> EXTRAIT FOURNI
+++

Sépulcres des Juges d'Israël

Si le récit de voyage était alors à la mode, Chateaubriand visait plus loin que de raconter de simples péripéties ou que de décrire des paysages pittoresques. Son récit, tenu au jour le jour puis extrêmement retravaillé, aborde de nombreux thèmes, de la poétique des ruines à la religion, en passant par la confrontation entre différentes sensibilités esthétiques, le beau « grec » et le beau « arabe », incarnés par des monuments tels que l’Acropole ou les palais de l’Alhambra. Son texte, présenté comme un ouvrage savant, est tissé de citations, de notes bibliographiques et de réminiscences, qui en font autant un récit de voyage géographique qu’une réflexion sur l’histoire et la littérature, allant de la mythologie antique aux récits bibliques, de l’histoire grecque, romaine, égyptienne, byzantine et arabe jusqu’à la conquête de l’Egypte par Bonaparte, en passant par les Croisades. Il cite Homère et Tacite, Virgile, Plutarque et Pausanias, mais aussi Joinville et Le Tasse, Bossuet, sans oublier Barthélemy et son Voyage du jeune Anacharsis en Grèce. Toutes ces références, des récits antiques jusqu’aux souvenirs de voyageurs du XVIIIe siècle, lui servent de guide dans sa recherche des sites antiques et des monuments. Dans cet Itinéraire, Chateaubriand voyage autant dans des pays réels que dans des contrées imaginaires nées de ses lectures, de son imagination et de sa nostalgie du passé.

L'Alhambra, salle des Abencérages

Écrit et retravaillé de 1807 à 1810, le texte fut soumis à la censure impériale avant d’être finalement publié en début d’année suivante. Il fut remarqué pour son ton poétique et pour le dépouillement du style, très éloigné des Martyrs. On reprocha cependant à l’auteur de s’être à ce point mis en scène. Dans le Courier de l’Europe et des spectacles (11-19 mars 1811), un critique déclara ainsi que Chateaubriand se présentait certes comme un dévot pèlerin, « mais [que] ce qu’il dit ressemble à un rôle étudié ». Malgré ces attaques, Chateaubriand fut quelques jours après élu à l’Académie française, avec le soutien tacite de l’Empereur.

+++

> DONNÉES FOURNIES
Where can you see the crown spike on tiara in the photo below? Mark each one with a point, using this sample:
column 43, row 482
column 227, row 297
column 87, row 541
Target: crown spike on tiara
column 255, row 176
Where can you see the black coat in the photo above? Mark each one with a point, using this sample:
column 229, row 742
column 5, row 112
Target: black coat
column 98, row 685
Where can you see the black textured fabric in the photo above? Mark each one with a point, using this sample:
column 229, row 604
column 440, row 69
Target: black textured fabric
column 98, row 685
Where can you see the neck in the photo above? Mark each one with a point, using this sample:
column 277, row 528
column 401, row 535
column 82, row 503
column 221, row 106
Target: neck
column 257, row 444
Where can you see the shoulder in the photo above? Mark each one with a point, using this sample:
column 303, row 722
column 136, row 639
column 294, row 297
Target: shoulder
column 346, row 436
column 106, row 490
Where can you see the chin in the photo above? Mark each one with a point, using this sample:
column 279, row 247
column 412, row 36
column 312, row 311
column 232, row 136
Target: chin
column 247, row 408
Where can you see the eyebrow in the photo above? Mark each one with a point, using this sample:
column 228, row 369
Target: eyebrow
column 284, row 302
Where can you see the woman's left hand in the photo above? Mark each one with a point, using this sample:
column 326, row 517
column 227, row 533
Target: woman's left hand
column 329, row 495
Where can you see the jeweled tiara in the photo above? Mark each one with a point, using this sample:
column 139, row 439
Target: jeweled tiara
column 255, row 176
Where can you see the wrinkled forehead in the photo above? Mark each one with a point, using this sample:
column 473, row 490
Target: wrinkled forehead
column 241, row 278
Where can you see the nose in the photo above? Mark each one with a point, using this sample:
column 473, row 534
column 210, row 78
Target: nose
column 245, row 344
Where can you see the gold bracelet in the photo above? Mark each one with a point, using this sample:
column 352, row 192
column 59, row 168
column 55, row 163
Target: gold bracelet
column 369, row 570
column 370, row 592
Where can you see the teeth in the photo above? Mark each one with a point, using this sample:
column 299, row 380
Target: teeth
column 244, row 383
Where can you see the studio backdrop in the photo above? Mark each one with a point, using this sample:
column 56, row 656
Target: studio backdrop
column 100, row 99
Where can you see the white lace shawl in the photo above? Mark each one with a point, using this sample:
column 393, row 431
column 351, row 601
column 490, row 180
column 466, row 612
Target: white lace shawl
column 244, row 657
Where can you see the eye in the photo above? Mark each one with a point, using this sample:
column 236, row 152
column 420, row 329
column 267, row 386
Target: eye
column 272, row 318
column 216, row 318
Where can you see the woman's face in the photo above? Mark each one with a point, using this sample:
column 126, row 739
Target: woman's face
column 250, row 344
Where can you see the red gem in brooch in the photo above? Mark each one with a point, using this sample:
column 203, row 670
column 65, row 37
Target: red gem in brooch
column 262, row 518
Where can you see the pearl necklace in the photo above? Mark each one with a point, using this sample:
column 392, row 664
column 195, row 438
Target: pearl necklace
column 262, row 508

+++

> DESCRIPTION DE LA TÂCHE
Extrayez sans rien modifier le passage de l'extrait ci-dessus sur l'Itinéraire de Chateaubriand, en commençant aux mots qui contiennent « L'Alhambra, salle des » et en vous arrêtant après « tacite de l’Empereur. ».

> RÉSULTAT CI-DESSOUS
L'Alhambra, salle des Abencérages

Écrit et retravaillé de 1807 à 1810, le texte fut soumis à la censure impériale avant d’être finalement publié en début d’année suivante. Il fut remarqué pour son ton poétique et pour le dépouillement du style, très éloigné des Martyrs. On reprocha cependant à l’auteur de s’être à ce point mis en scène. Dans le Courier de l’Europe et des spectacles (11-19 mars 1811), un critique déclara ainsi que Chateaubriand se présentait certes comme un dévot pèlerin, « mais [que] ce qu’il dit ressemble à un rôle étudié ». Malgré ces attaques, Chateaubriand fut quelques jours après élu à l’Académie française, avec le soutien tacite de l’Empereur.